=== Text segment ===
I'd like some professional help with this, please keep speculations out of this discussion.

Given our current data, expansion is likely to indefinitely continue resulting in a universe where no work is possible. Now let us assume that the universe we live in is a one-shot universe i.e. it came from something, but now it's headed for its ultimate decay for eternity. In this universe, the only true possible end would be not heat death (because quantum foam still holds a non-zero probability for creating big-bangs), but a decay of the vacuum state to a yet lower energy state. During this fall, all microscopic quantum fluctuations would be macroscopically relevant and create potentially new universes with different fundamental constants.

The question is how long can this process go on for? Let's say after some N number of drops, the vacuum state does decay into a true vaccum. What then? Quantum laws vanish too? Is that a logical conclusion to make? Why should we say that quantum foam wouldn't exist in a truly zero energy state? Mathematically there is no reason why HUP should cease to exist, therefore there is no true vacuum and there is always a lower energy state to drop into. We either have to invalidate the concept of infinity or give up a very fundamental mathematical truth. What are the hopes for one-shot universe? I can't find a good one.
=== Data extract ===
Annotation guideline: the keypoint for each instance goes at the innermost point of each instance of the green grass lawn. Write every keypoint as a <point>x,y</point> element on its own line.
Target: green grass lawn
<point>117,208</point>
===
■ Challenge 1
Summarize the post about vacuum decay in two sentences.
■ Challenge 2
Carry the post about vacuum decay on past its final sentence.
The data play no part in what is asked here.

■ Task answer 1
The post assumes a one-shot universe whose only true end would be a decay of the vacuum state to lower energy states rather than heat death, with quantum fluctuations during each fall possibly creating new universes with different fundamental constants. It asks how long this process could go on and argues that, since the uncertainty principle has no mathematical reason to cease, there is no true vacuum, so one must either invalidate the concept of infinity or give up a fundamental mathematical truth.

■ Task answer 2
>> No.11338831

>>11338618
you should read the paper by coleman and de luccia. the conclusion in the modern perspective is that assuming inflation is true (observationally it has lots of confirmation) then our current vacuum decayed from an earlier vacuum where the vacuum energy was such that we had a de Sitter metric where the universe rapidly expanded. the current vacuum nucleated like a bubble out of that and the vacuum energy is very small so things are roughly flat. then coleman and de luccia showed that another step down from a flat scenario would be a finite anti-de Sitter universe which inevitably collapses to a gravitational singularity. so no matter how small you go below a flat metric, then there is inevitable gravitational collapse.

of course one might argue that our vacuum is slightly positive energy and could jump to a smaller slightly positive vacuum but you could only asymptotically approach flat if you want to avoid collapse

>> No.11340176

>>11338831
>could jump to a smaller slightly positive vacuum
How would that appear to us, were it to happen?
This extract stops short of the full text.